* **Exercise directions**:
The number of lines in the entries below holding the word "tail" is all that is needed here.

Referring expression pointing data:

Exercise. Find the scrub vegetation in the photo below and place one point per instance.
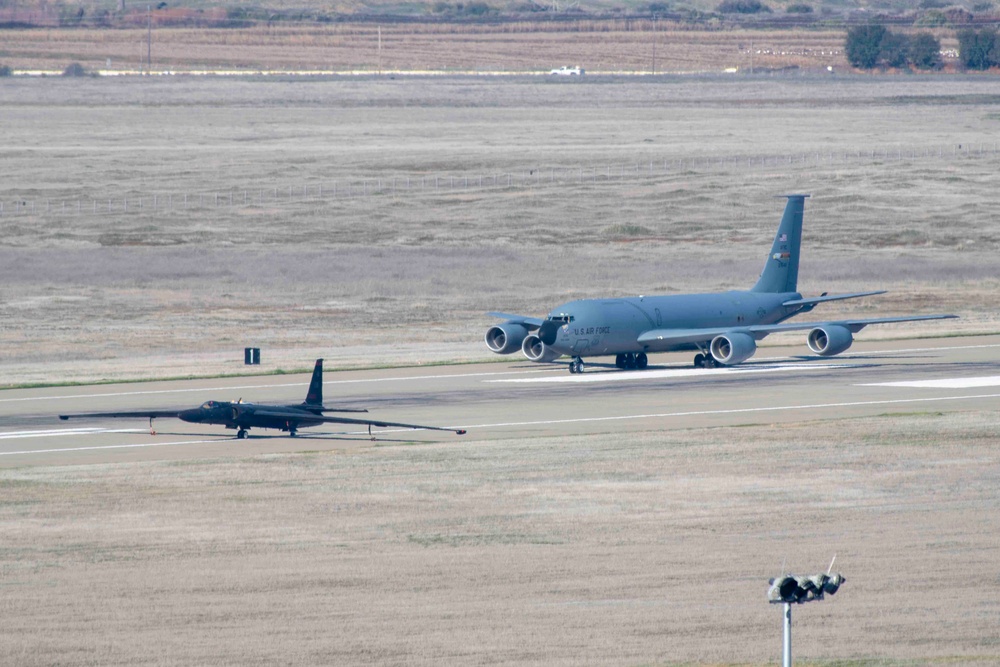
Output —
(907, 204)
(650, 548)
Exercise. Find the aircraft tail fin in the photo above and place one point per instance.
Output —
(781, 271)
(315, 395)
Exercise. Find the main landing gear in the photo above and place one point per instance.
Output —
(632, 361)
(705, 361)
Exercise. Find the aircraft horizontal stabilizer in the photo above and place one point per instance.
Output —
(298, 416)
(832, 297)
(663, 339)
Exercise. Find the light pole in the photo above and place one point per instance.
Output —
(790, 589)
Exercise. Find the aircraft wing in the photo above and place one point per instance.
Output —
(831, 297)
(299, 416)
(670, 337)
(528, 322)
(145, 414)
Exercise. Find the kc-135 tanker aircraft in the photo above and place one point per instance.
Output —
(243, 416)
(723, 327)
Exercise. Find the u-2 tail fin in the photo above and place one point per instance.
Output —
(781, 271)
(315, 395)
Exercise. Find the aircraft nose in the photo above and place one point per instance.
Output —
(548, 331)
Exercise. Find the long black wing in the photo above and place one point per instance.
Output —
(298, 416)
(147, 414)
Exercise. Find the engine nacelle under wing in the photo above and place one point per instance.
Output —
(535, 350)
(505, 338)
(734, 348)
(829, 339)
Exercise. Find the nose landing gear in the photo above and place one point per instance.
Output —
(705, 361)
(632, 361)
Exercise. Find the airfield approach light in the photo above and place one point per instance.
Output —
(791, 589)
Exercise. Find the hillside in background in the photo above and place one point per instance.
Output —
(761, 13)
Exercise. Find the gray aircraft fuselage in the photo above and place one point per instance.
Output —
(723, 326)
(612, 326)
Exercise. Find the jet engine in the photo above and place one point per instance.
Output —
(535, 350)
(505, 338)
(731, 349)
(829, 340)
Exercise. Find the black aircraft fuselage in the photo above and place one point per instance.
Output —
(244, 416)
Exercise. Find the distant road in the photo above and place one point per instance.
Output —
(516, 400)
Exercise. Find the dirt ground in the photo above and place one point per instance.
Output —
(155, 228)
(653, 549)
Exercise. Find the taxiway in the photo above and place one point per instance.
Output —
(516, 399)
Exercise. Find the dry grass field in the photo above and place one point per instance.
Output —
(628, 46)
(653, 549)
(621, 186)
(600, 549)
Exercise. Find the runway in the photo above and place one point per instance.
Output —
(515, 399)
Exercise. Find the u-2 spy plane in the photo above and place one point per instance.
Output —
(244, 416)
(723, 327)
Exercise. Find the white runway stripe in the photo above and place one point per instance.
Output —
(420, 378)
(660, 415)
(52, 433)
(204, 390)
(943, 383)
(620, 376)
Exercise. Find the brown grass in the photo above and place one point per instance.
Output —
(650, 549)
(407, 276)
(599, 46)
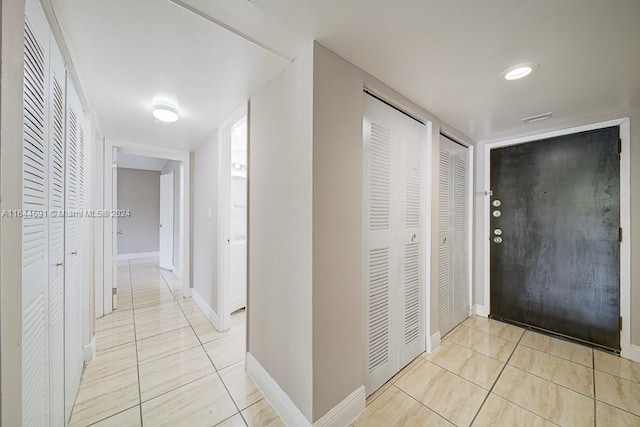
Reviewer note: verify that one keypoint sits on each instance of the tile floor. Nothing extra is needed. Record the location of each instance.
(160, 362)
(489, 373)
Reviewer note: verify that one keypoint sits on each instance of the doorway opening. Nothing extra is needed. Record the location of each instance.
(618, 337)
(232, 210)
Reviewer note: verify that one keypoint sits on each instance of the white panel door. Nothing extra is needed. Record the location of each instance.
(35, 260)
(166, 221)
(393, 247)
(453, 235)
(72, 285)
(56, 232)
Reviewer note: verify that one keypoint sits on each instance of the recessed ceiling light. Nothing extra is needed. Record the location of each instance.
(165, 113)
(519, 71)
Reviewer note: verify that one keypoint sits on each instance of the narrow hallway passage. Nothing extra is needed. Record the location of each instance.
(161, 362)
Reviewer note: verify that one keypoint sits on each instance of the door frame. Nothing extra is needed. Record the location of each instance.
(627, 350)
(105, 248)
(223, 213)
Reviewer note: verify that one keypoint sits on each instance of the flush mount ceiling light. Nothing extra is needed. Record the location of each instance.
(519, 71)
(165, 113)
(537, 118)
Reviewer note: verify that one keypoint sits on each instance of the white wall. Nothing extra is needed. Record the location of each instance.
(294, 175)
(205, 232)
(139, 192)
(11, 75)
(280, 230)
(174, 166)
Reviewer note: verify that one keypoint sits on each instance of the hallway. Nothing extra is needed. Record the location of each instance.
(489, 373)
(161, 362)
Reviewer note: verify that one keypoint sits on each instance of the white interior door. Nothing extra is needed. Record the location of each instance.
(35, 189)
(56, 234)
(114, 228)
(74, 360)
(166, 221)
(453, 245)
(393, 240)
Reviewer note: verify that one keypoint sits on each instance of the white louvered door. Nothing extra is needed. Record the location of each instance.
(410, 234)
(35, 284)
(392, 241)
(72, 289)
(453, 235)
(56, 233)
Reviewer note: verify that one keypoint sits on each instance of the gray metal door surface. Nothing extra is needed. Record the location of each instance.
(555, 218)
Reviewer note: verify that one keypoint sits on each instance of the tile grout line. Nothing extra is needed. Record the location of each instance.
(593, 373)
(205, 351)
(497, 379)
(135, 336)
(420, 403)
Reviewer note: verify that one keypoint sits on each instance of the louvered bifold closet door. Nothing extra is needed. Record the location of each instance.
(460, 249)
(56, 233)
(73, 291)
(380, 151)
(410, 236)
(35, 285)
(445, 235)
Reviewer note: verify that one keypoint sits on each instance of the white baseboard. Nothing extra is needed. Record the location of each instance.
(633, 353)
(281, 402)
(433, 342)
(139, 255)
(208, 311)
(346, 411)
(480, 310)
(177, 272)
(89, 350)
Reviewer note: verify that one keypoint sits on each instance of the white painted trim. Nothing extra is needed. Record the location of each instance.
(176, 272)
(625, 215)
(223, 220)
(346, 411)
(633, 353)
(480, 310)
(139, 255)
(206, 309)
(89, 350)
(281, 402)
(433, 342)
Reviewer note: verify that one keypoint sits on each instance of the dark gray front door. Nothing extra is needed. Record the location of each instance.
(555, 254)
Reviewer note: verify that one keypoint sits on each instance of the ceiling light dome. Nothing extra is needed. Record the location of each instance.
(519, 71)
(166, 113)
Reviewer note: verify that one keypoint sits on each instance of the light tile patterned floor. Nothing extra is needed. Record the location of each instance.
(160, 362)
(489, 373)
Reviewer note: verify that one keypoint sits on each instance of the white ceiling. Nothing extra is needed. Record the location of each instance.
(444, 55)
(128, 53)
(133, 161)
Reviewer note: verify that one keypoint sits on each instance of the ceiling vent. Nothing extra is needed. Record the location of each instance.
(537, 118)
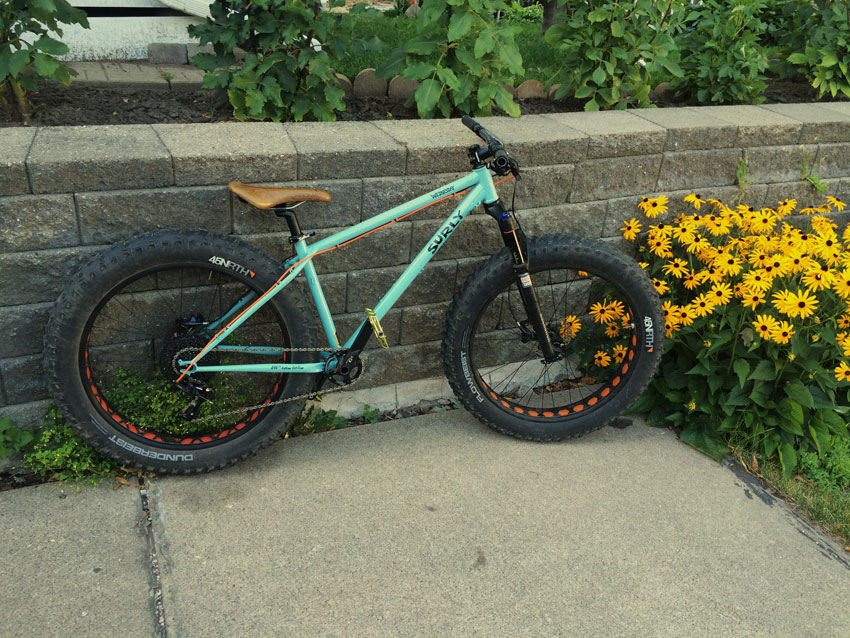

* **Problem solution**:
2